*Selected extract:*
The World Health Organization pushed member countries Monday to join a campaign to vaccinate 10% of the global population by September and 30% by December, dubbing the shortfall of COVID-19 shots in poorer places a “scandalous inequity” that is prolonging the pandemic.
Tedros Adhanom Ghebreyesus, the WHO’s director-general, said the September goal translates to 250 million more vaccinations in low- and middle-income countries and that the prominent vaccine-sharing alliance COVAX is the main route for getting there.
He said wealthier nations must ramp up donations by June and asked drugmakers to give COVAX the right of first refusal on 50% of their output this year.
“I understand that every government has a duty to protect its own people. I understand that every government wants to vaccinate its entire population,” Mr. Tedros said in remarks to the 74th World Health Assembly. “That’s what we want, too. And in time, there will be enough supply for everyone, including those at lower risk. But right now, there is not enough supply. Countries that vaccinate children and other low-risk groups now do so at the expense of health workers and high-risk groups in other countries. That’s the reality.”

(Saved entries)
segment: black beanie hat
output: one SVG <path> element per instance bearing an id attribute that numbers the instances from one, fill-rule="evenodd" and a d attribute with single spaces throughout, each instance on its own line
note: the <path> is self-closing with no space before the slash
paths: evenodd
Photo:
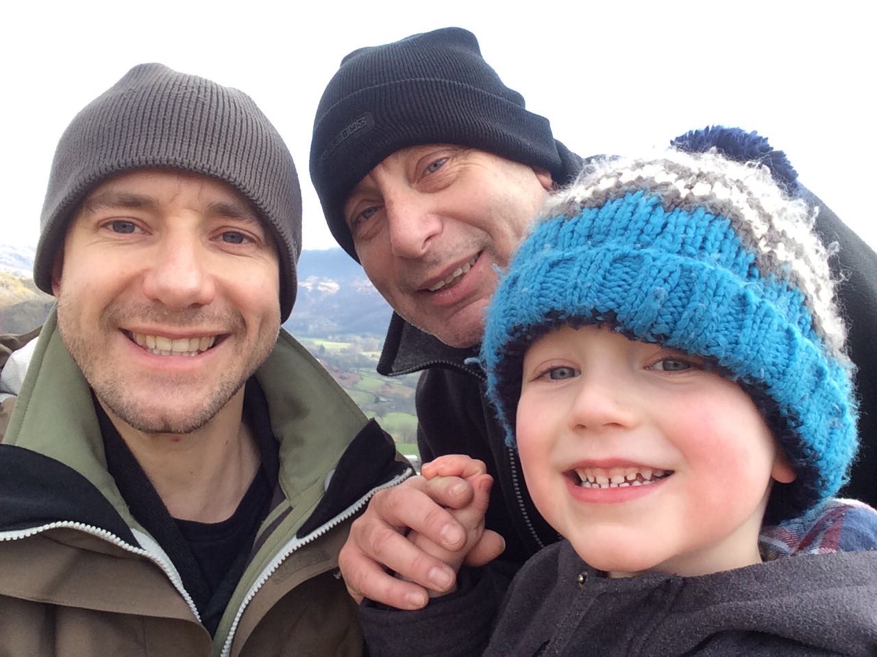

*What you will do:*
1. Does each statement agree with the WHO vaccine report? (a) The campaign aims to vaccinate 30% of the global population by December. (b) Tedros asked drugmakers to give COVAX the right of first refusal on all of their output this year. (c) Tedros made his remarks to the 74th World Health Assembly. Answer yes or no for each, quoting the deciding words.
2. Can you write out the WHO vaccine report starting with "Tedros Adhanom Ghebreyesus, the" and going on through "output this year.", switching "June" to "July"?
3. How would you put this sentence from the WHO vaccine report into Spanish: "But right now, there is not enough supply."
Rely on the WHO vaccine report alone; the listing plays no part here.

*Responses by item number:*
1.
(a) Yes: "vaccinate 10% of the global population by September and 30% by December"
(b) No: "the right of first refusal on 50% of their output this year"
(c) Yes: "Mr. Tedros said in remarks to the 74th World Health Assembly"

2.
Tedros Adhanom Ghebreyesus, the WHO’s director-general, said the September goal translates to 250 million more vaccinations in low- and middle-income countries and that the prominent vaccine-sharing alliance COVAX is the main route for getting there.
He said wealthier nations must ramp up donations by July and asked drugmakers to give COVAX the right of first refusal on 50% of their output this year.

3. Pero en este momento no hay suficiente suministro.